**WORK REQUIRED:** In full and without alteration, print the records below, minus any images.

Records from a data collection:
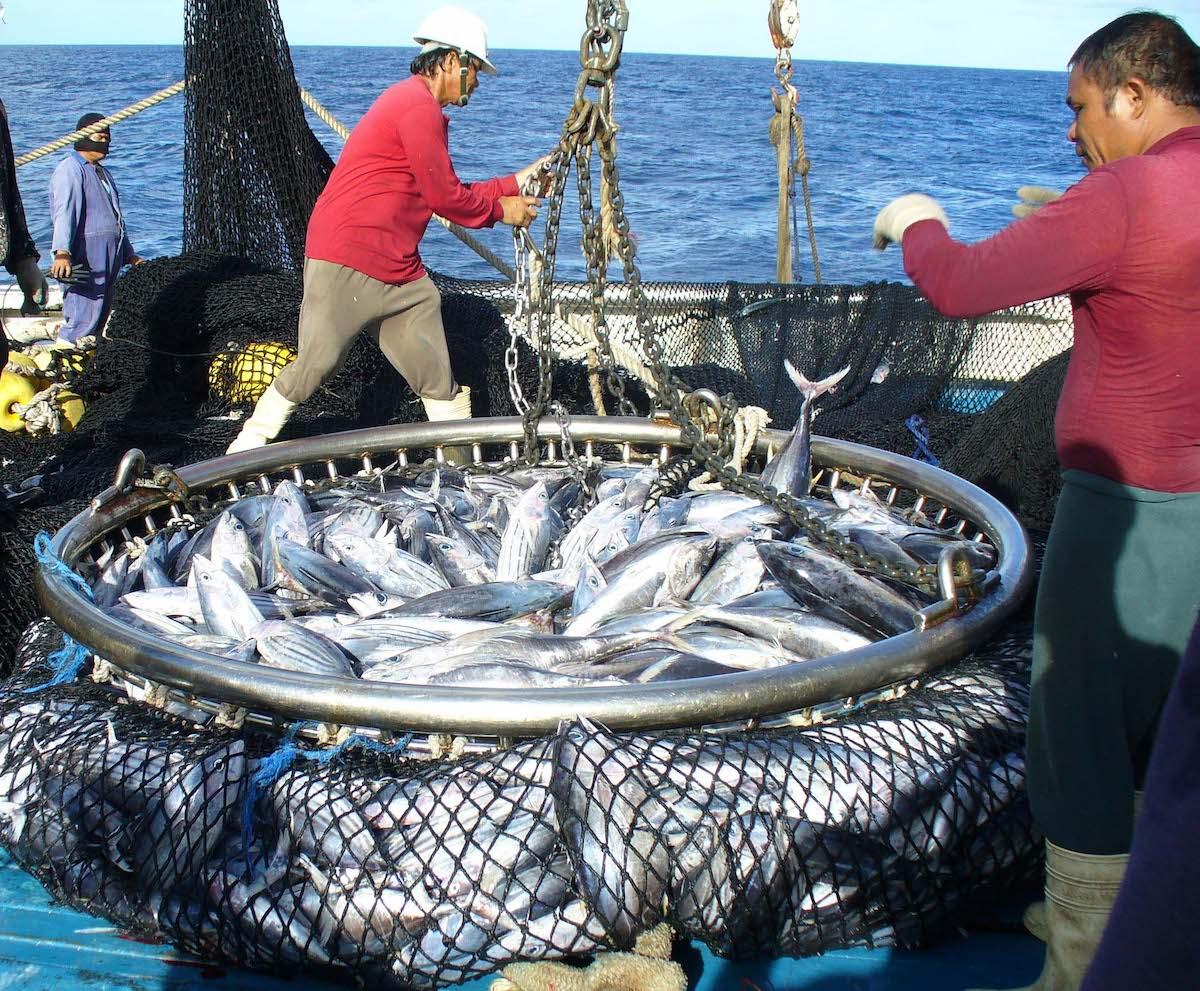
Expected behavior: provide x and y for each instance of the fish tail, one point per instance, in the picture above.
(811, 390)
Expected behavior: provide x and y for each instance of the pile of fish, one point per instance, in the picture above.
(534, 577)
(421, 874)
(407, 872)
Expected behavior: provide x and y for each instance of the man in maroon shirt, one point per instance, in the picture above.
(1120, 586)
(363, 269)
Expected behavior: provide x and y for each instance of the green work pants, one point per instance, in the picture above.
(1117, 598)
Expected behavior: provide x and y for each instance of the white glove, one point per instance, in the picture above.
(33, 283)
(1033, 198)
(904, 211)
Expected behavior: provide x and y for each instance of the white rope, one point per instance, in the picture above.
(101, 125)
(231, 716)
(748, 422)
(43, 413)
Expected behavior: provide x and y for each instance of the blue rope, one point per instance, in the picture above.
(67, 661)
(917, 427)
(273, 767)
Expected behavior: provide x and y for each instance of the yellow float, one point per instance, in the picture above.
(16, 389)
(243, 376)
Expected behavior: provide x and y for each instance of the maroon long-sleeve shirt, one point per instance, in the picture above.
(1125, 242)
(393, 176)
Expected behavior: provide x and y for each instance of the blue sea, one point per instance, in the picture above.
(696, 162)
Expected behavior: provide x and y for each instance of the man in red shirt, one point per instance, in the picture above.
(363, 269)
(1120, 586)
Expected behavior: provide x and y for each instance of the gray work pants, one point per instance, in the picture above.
(340, 304)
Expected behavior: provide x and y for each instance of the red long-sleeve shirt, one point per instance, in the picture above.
(1125, 242)
(393, 176)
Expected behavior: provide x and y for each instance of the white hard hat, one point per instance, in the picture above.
(459, 29)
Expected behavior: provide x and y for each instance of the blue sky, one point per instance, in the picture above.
(1017, 34)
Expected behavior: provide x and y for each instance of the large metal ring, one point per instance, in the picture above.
(523, 713)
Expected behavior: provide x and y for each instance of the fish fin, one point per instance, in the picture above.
(693, 616)
(811, 390)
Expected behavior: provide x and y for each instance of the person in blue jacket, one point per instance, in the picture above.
(90, 242)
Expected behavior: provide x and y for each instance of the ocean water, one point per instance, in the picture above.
(696, 162)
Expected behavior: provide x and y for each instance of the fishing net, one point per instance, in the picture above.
(870, 826)
(252, 169)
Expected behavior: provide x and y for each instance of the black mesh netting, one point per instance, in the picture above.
(874, 830)
(363, 860)
(195, 340)
(252, 169)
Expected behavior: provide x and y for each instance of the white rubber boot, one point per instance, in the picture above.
(1035, 918)
(459, 408)
(270, 415)
(1080, 892)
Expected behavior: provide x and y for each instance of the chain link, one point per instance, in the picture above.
(591, 124)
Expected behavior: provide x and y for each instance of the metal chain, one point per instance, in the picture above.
(595, 257)
(522, 313)
(589, 122)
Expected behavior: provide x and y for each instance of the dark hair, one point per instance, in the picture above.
(1147, 46)
(427, 62)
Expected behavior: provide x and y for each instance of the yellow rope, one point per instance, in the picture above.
(102, 125)
(336, 126)
(481, 250)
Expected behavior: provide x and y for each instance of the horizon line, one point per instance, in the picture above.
(568, 52)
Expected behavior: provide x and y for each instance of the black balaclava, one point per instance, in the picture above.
(88, 144)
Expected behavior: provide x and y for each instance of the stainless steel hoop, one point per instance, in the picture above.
(126, 511)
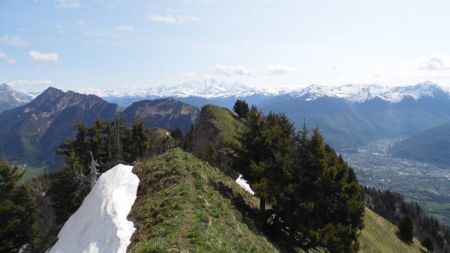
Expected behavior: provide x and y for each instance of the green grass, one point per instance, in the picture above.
(32, 172)
(185, 205)
(379, 236)
(228, 125)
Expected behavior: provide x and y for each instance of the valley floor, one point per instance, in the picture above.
(427, 184)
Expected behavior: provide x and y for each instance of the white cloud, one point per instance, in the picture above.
(68, 4)
(18, 83)
(435, 62)
(125, 28)
(277, 69)
(43, 56)
(14, 41)
(230, 70)
(174, 19)
(187, 75)
(4, 57)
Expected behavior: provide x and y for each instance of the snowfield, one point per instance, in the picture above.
(100, 225)
(243, 183)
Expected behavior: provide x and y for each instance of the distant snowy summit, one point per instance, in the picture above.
(210, 88)
(207, 88)
(361, 93)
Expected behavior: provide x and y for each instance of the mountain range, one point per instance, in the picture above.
(10, 98)
(349, 115)
(32, 132)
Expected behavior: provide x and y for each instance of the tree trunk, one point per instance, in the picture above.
(262, 206)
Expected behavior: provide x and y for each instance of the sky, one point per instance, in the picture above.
(136, 44)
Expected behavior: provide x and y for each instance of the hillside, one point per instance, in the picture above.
(163, 113)
(10, 98)
(214, 135)
(33, 131)
(185, 205)
(379, 236)
(432, 146)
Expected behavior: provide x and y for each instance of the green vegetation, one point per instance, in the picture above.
(228, 126)
(32, 172)
(16, 210)
(406, 229)
(185, 205)
(314, 197)
(241, 108)
(380, 236)
(214, 137)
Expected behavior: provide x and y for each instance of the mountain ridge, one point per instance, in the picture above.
(10, 98)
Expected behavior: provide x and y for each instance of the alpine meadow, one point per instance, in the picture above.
(200, 126)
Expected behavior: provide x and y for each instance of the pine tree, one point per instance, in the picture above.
(241, 108)
(428, 244)
(93, 172)
(406, 229)
(314, 194)
(16, 210)
(252, 153)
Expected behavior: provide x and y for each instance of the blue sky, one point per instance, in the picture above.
(114, 44)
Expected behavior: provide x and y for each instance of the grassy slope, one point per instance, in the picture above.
(185, 205)
(227, 124)
(379, 236)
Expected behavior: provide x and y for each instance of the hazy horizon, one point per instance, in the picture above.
(107, 45)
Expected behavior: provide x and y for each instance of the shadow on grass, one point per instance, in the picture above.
(252, 218)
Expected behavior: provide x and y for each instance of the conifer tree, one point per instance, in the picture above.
(241, 108)
(428, 244)
(16, 210)
(406, 229)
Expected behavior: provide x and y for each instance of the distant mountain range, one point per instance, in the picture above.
(350, 116)
(33, 132)
(432, 145)
(10, 98)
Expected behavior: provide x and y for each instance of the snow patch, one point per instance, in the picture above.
(100, 224)
(243, 183)
(361, 93)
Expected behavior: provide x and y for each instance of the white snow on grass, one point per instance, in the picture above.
(243, 183)
(100, 224)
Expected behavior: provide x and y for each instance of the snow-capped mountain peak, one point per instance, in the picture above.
(7, 92)
(361, 93)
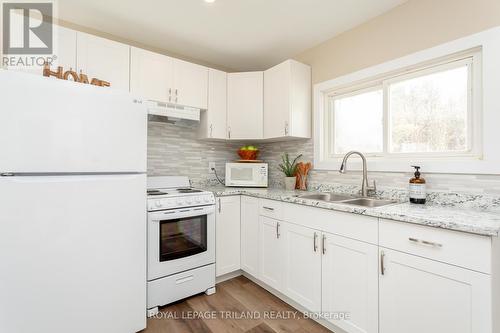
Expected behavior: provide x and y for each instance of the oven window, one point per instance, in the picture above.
(184, 237)
(242, 174)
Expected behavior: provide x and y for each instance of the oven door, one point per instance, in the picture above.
(180, 239)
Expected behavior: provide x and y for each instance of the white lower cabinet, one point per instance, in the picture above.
(250, 235)
(350, 284)
(422, 295)
(302, 260)
(227, 239)
(271, 252)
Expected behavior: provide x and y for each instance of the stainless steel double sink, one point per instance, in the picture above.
(348, 200)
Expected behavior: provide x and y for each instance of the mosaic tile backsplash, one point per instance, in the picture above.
(175, 150)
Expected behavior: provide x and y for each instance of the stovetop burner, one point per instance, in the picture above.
(156, 192)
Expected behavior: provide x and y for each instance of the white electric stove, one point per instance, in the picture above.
(181, 241)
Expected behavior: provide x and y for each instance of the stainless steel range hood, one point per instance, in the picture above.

**REPLY:**
Expected behavior: provide x and y for each instance of the fish tail, one point per instance, in the picture above.
(811, 390)
Expected behavior: provide x and y for each instance of the pile of fish, one point per instance, in the picture above.
(534, 577)
(421, 874)
(407, 872)
Expected behavior: provide x and y for each instance of the man in maroon shirt, one point per instance, in the picture above.
(1120, 586)
(363, 269)
Expected behavior: provide x and y for each instance of the green work pants, one point per instance, in the picture above.
(1117, 598)
Expected behavior: provide x and y for each instance of the white glove, one point per instance, in the picture above.
(33, 283)
(1033, 198)
(904, 211)
Expected behavior: provide x and y for each instance of the white rope, one point per instance, in the picture above.
(101, 125)
(231, 716)
(748, 422)
(43, 413)
Expected behavior: provide x and y for each instance of the blue rope, one point per instance, in the picture above.
(67, 661)
(917, 427)
(273, 767)
Expected behavior: provide x and y for each instance of the yellow float, one point per instance, in the picture above.
(16, 389)
(243, 376)
Expected behavior: provide x and y for each instance of the maroon long-sleeve shirt, one point per instance, in the picture above.
(1125, 242)
(393, 176)
Expected behavior: provide x and y for each instance of the blue sea, one point per instance, in the picture above.
(696, 162)
Expected behavior: provide x and y for each instance of the man in red shirt, one point per instance, in the picture above.
(363, 269)
(1120, 586)
Expected behavior: provide x and y for each instance of the gray work pants, one point per instance, in the picture above.
(340, 304)
Expected behavior: provide x and y for each instance of the red long-sleeve shirt, one point per instance, in the picture above.
(1125, 242)
(393, 176)
Expected behavior: provide x and y for each instance of the white hard hat, one point per instance, in the picture above.
(459, 29)
Expected behavior: provide x and y for each instance of the blue sky, one point per instance, in the picture above.
(1017, 34)
Expected behavior: provide x and y for each instance of the large metal ring, one point per instance, in the picture above.
(523, 713)
Expected behavior: provide x and y for each instance of the fish fin, one point per instance, in the picture above.
(693, 616)
(811, 390)
Expected behavior: provide x and y for each instance of the person in blue jacket, one point per instance, in the picture above.
(90, 242)
Expected behavior: provide x and y for each instance of the ocean water, one point per instance, in the picture above.
(696, 162)
Expected behavior: provide x and y for each instance of the fishing net, one point per instance, in the picture above.
(870, 826)
(252, 169)
Expected behavior: provide x and y for each instance of the black mesh netting, one point per instance, in the picture above.
(874, 830)
(363, 860)
(195, 340)
(252, 169)
Expected behavior: provide x and y for each instance of the white rubber boot, one point per instance, in the picture above.
(1035, 918)
(459, 408)
(270, 415)
(1080, 892)
Expected behavior: provide x and y for each instance of the chain link, one point per instance, in the picture above.
(591, 124)
Expected behavior: provide x and y for each instance of the metal chain, one point per instance, in the picture above.
(595, 257)
(522, 313)
(589, 122)
Expected behavior: provide x and y for each instance of the dark hair, one point per instance, in the picture above.
(1147, 46)
(427, 62)
Expected behavior: provide x and y for each instance of the yellow rope, one point per instance, in the picture above.
(102, 125)
(336, 126)
(481, 250)
Expected behavior: provide x and y for each instance of the horizon line, one point per instance, in the picture above.
(568, 52)
Expected behavior: provide x and y for each instance of the black balaclava, one point per instance, in the picture above.
(88, 144)
Expected behavior: provide x and y for each instance of the stainless steel hoop, one point per instance, in the picture above.
(126, 511)
Expected behavior: provide x and y for each instance of the green grass, one point per instance, in the picture above.
(32, 172)
(185, 205)
(379, 236)
(228, 125)
Expected behavior: provide x and y for each instance of the valley floor, one point per instance, in the picture above.
(427, 184)
Expected behavior: provide x and y for each instance of the white cloud, one point per instance, in the picture above.
(68, 4)
(18, 83)
(435, 62)
(125, 28)
(277, 69)
(43, 56)
(14, 41)
(230, 70)
(174, 19)
(187, 75)
(4, 57)
Expected behavior: provide x and y for each instance of the snowfield, one point per instance, in the picture above.
(100, 225)
(243, 183)
Expected behavior: provide x and y for each instance of the distant snowy summit, one point per instance, in the picture above.
(210, 88)
(207, 88)
(361, 93)
Expected behavior: provide x and y for each instance of the mountain range, one point per instance, in the picture above.
(10, 98)
(349, 115)
(32, 132)
Expected behavior: provide x and y for each instance of the tree trunk, one point per instance, in the picture above.
(262, 206)
Expected behavior: provide x and y for each instance of the sky, one point per instance, in the picture above.
(136, 44)
Expected behavior: provide x and y for each instance of the hillside, one point per instance, in the picture above.
(163, 113)
(10, 98)
(214, 135)
(33, 131)
(185, 205)
(379, 236)
(432, 146)
Expected behavior: provide x and y for each instance of the green vegetation, one point per instance, in the picture above.
(228, 126)
(32, 172)
(16, 210)
(406, 229)
(185, 205)
(314, 197)
(241, 108)
(380, 236)
(214, 137)
Expected behavior: provide x and y for each instance of the mountain ridge, one point per instance, in the picture above.
(10, 98)
Expected behavior: provide x and y for each instance of the alpine meadow, one point per instance, in the picture above.
(200, 126)
Expected behavior: provide x and y for each instance of the pine tree, one point per instance, in the picture above.
(241, 108)
(428, 244)
(93, 172)
(406, 229)
(314, 194)
(16, 210)
(252, 153)
Expected behavior: provide x and y for each instance of the blue sky, one point per instance, in the picture above.
(114, 44)
Expected behavior: provide x and y for each instance of the grassy slope, one point per instance, in the picture above.
(185, 205)
(227, 124)
(379, 236)
Expected behavior: provide x and y for each instance of the hazy horizon, one point per instance, in the picture above.
(107, 45)
Expected behavior: provide x and y for each instance of the shadow on grass, one point per instance, in the picture above.
(252, 218)
Expected behavior: provide x and y for each instance of the conifer tree, one point per instance, in the picture above.
(241, 108)
(428, 244)
(16, 210)
(406, 229)
Expected behavior: provide x and y for each instance of the distant mountain range, one point per instance, in the picture above.
(350, 116)
(33, 132)
(432, 145)
(10, 98)
Expected behavior: provide x and y for each instance of the snow patch, one point per instance, in the picture above.
(100, 224)
(243, 183)
(361, 93)
Expected behavior: provide x and y for each instance of the white snow on grass, one point per instance, in the picture above.
(243, 183)
(100, 224)
Expected behavior: provide x and y for each instance of the snow-capped mountain peak, one point per instance, in the picture above.
(7, 92)
(361, 93)
Expected behavior: provide x and y for each instance of the oven window, one point per instance, in the picture above.
(184, 237)
(242, 174)
Expected behavior: provide x and y for each instance of the oven door, one point per instance, in the picture above.
(180, 239)
Expected behavior: provide x and y for each instance of the white lower cabinet, one point per instance, in the picture above.
(250, 235)
(350, 284)
(422, 295)
(302, 260)
(227, 239)
(271, 252)
Expected behavior: provide x and y for each instance of the stainless steel double sink, one point per instance, in the picture above.
(348, 200)
Expected behavior: provide x and y for each instance of the mosaic tile backsplash, one point per instance, in the picture above.
(175, 150)
Expected behavior: provide x and y for each instance of the stovetop burner, one point per instance, in the picture above.
(156, 192)
Expected behavior: provide x and y for each instance of the white electric stove, one point per instance, in the picture above.
(181, 241)
Expected behavior: provide x and y for each instance of the stainless steel range hood, one point per instance, in the picture above.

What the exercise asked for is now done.